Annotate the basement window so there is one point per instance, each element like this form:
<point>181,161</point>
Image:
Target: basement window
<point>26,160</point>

◆ ◆ ◆

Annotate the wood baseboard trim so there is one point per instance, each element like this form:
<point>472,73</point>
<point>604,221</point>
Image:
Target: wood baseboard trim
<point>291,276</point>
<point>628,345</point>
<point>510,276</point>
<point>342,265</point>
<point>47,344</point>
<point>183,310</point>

◆ ◆ ◆

AIM OF THE TASK
Go through the entries above and report every line in which the word "instance" appears.

EXERCISE ANSWER
Annotate the basement window so there is one point per instance, each element like this form:
Annotate the wood baseboard trim so there is one point per instance, each element like this form:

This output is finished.